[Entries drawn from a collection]
• • •

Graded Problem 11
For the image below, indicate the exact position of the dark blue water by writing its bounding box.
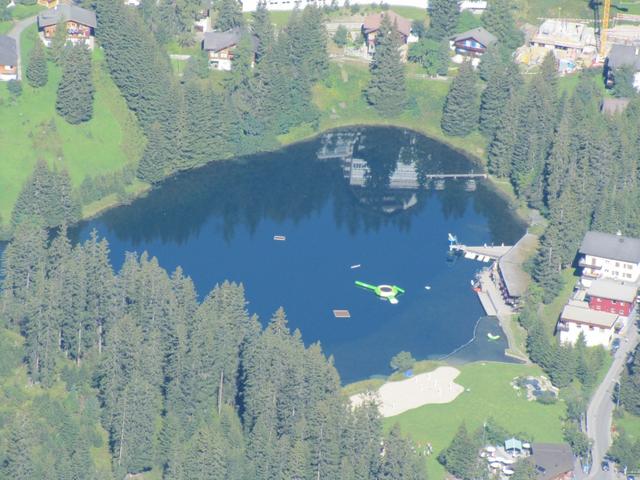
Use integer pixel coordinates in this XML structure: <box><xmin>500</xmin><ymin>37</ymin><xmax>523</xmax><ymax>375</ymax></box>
<box><xmin>66</xmin><ymin>128</ymin><xmax>524</xmax><ymax>382</ymax></box>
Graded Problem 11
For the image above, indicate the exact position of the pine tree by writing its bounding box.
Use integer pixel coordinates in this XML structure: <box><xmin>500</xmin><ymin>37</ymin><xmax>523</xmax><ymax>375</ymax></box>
<box><xmin>215</xmin><ymin>0</ymin><xmax>244</xmax><ymax>32</ymax></box>
<box><xmin>480</xmin><ymin>57</ymin><xmax>522</xmax><ymax>138</ymax></box>
<box><xmin>427</xmin><ymin>0</ymin><xmax>460</xmax><ymax>41</ymax></box>
<box><xmin>56</xmin><ymin>44</ymin><xmax>94</xmax><ymax>125</ymax></box>
<box><xmin>25</xmin><ymin>39</ymin><xmax>49</xmax><ymax>88</ymax></box>
<box><xmin>441</xmin><ymin>62</ymin><xmax>478</xmax><ymax>136</ymax></box>
<box><xmin>365</xmin><ymin>16</ymin><xmax>406</xmax><ymax>117</ymax></box>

• • •

» PROBLEM STATEMENT: Add 89 to each pixel coordinate in the answer bounding boxes and write out all the rows again with their requests, keeping the sample boxes inside the requests unchanged. Leave the pictures out.

» ANSWER TO THE EXERCISE:
Graded Problem 11
For the image below, indicate the exact position of the dark blue water by writing its bounding box.
Use integer pixel coordinates in this XML structure: <box><xmin>500</xmin><ymin>37</ymin><xmax>523</xmax><ymax>375</ymax></box>
<box><xmin>155</xmin><ymin>217</ymin><xmax>613</xmax><ymax>471</ymax></box>
Graded Problem 11
For the image above, indicate the exact position of the pine tree by writing its bounding box.
Use integer pixel coordinates in this XML structure: <box><xmin>500</xmin><ymin>37</ymin><xmax>523</xmax><ymax>375</ymax></box>
<box><xmin>304</xmin><ymin>89</ymin><xmax>333</xmax><ymax>121</ymax></box>
<box><xmin>569</xmin><ymin>146</ymin><xmax>611</xmax><ymax>227</ymax></box>
<box><xmin>516</xmin><ymin>89</ymin><xmax>549</xmax><ymax>130</ymax></box>
<box><xmin>145</xmin><ymin>133</ymin><xmax>183</xmax><ymax>214</ymax></box>
<box><xmin>114</xmin><ymin>128</ymin><xmax>138</xmax><ymax>177</ymax></box>
<box><xmin>530</xmin><ymin>151</ymin><xmax>567</xmax><ymax>225</ymax></box>
<box><xmin>454</xmin><ymin>105</ymin><xmax>495</xmax><ymax>206</ymax></box>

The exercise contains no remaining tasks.